*Directions for this task:*
The answer is to be all of the data below, reproduced exactly.

Recorded data:
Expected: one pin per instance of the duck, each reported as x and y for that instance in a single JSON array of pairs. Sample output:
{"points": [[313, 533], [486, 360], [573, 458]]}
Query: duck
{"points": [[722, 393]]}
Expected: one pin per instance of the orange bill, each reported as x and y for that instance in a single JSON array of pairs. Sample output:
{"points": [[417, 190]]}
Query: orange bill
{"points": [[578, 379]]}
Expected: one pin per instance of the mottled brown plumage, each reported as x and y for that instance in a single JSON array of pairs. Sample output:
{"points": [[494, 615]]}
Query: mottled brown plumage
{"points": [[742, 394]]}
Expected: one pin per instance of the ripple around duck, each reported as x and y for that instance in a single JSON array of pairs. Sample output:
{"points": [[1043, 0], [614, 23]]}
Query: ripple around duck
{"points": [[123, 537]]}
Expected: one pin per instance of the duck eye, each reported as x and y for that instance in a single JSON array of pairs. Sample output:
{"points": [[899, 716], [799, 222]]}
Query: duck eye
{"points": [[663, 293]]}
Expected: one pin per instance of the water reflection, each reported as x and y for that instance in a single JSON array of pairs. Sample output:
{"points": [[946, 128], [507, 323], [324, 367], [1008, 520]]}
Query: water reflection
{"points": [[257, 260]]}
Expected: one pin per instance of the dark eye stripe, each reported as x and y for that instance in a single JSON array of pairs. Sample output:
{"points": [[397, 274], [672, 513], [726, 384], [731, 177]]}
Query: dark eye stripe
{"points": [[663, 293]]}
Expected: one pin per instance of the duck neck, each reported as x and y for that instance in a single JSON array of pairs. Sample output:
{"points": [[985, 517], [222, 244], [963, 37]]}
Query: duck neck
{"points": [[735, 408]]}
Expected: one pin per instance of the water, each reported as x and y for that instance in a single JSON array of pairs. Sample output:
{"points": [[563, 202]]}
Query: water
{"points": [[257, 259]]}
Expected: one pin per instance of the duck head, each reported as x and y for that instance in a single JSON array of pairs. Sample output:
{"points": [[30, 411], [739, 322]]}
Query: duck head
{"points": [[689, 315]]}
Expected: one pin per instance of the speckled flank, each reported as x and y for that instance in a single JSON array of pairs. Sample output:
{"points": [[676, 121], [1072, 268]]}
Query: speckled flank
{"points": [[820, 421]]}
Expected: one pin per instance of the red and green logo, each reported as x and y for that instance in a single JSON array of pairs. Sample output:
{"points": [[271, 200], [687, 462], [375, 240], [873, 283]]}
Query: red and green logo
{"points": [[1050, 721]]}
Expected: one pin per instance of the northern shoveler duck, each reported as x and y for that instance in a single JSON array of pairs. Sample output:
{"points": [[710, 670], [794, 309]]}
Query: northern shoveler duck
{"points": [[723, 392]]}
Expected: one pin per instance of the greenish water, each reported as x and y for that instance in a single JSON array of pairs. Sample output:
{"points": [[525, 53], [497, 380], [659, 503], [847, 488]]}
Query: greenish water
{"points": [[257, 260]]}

*Solved problem:*
Expected: one pin per instance of the duck, each reported as x and y for that instance in a single JSON array of pairs. Sample output:
{"points": [[313, 533], [486, 360], [573, 458]]}
Query: duck
{"points": [[722, 393]]}
Expected: one pin per instance of the orange bill, each reported as x and y for that instance in a single JSON array of pairs. Sample output:
{"points": [[417, 190]]}
Query: orange bill
{"points": [[578, 379]]}
Expected: one pin per instance of the mottled brown plumage, each reported as x and y for that instance in a single JSON array of pairs. Sample output:
{"points": [[494, 615]]}
Query: mottled brown plumage
{"points": [[742, 394]]}
Expected: one pin per instance of the ripple around duck, each reported as x and y for that instance in a single JSON array of pairs. Sample output:
{"points": [[1043, 0], [614, 23]]}
Query: ripple around duck
{"points": [[123, 537]]}
Expected: one pin per instance of the duck eye, each reported as x and y for that instance in a single JSON array of pairs. Sample output:
{"points": [[899, 716], [799, 222]]}
Query: duck eye
{"points": [[663, 293]]}
Expected: one pin per instance of the water reflection, each reported as x and y for that instance in a single JSON array of pairs. Sample output:
{"points": [[946, 128], [507, 323], [324, 367], [1008, 520]]}
Query: water reflection
{"points": [[257, 260]]}
Expected: one pin per instance of the dark eye stripe, each reported as x and y for that instance in a single JSON array of pairs. Sample output:
{"points": [[397, 274], [672, 513], [726, 384], [731, 177]]}
Query: dark eye stripe
{"points": [[663, 293]]}
Expected: one pin per instance of the duck neck, each reported as x and y for that instance in a single JSON array of pairs. Sample output:
{"points": [[985, 517], [222, 244], [963, 37]]}
Query: duck neck
{"points": [[735, 408]]}
Expected: one pin per instance of the water, each reported as x and y for that instance in a single JSON array of pairs. Sample output:
{"points": [[563, 202]]}
Query: water
{"points": [[257, 259]]}
Expected: one pin per instance of the duck head, each reported as x and y for that instance in a single JSON array of pairs. Sample output:
{"points": [[30, 411], [739, 322]]}
Query: duck head
{"points": [[689, 315]]}
Expected: one pin per instance of the speckled flank, each reported as x and y for that instance in a single JSON array of pairs. Sample output:
{"points": [[676, 121], [1072, 268]]}
Query: speckled flank
{"points": [[820, 421]]}
Expected: one pin per instance of the red and green logo, each reported as x and y for that instance in a single JSON array of pairs. Sample output:
{"points": [[271, 200], [687, 462], [375, 240], [873, 283]]}
Query: red and green logo
{"points": [[1050, 721]]}
Expected: one pin per instance of the northern shoveler duck, each reported as x and y for that instance in a single JSON array of pairs. Sample output:
{"points": [[710, 670], [794, 309]]}
Query: northern shoveler duck
{"points": [[723, 392]]}
Expected: one pin per instance of the greenish water, each reported as x and y for that instance in a single JSON array of pairs. Sample output:
{"points": [[525, 53], [497, 380], [659, 503], [847, 488]]}
Query: greenish water
{"points": [[257, 260]]}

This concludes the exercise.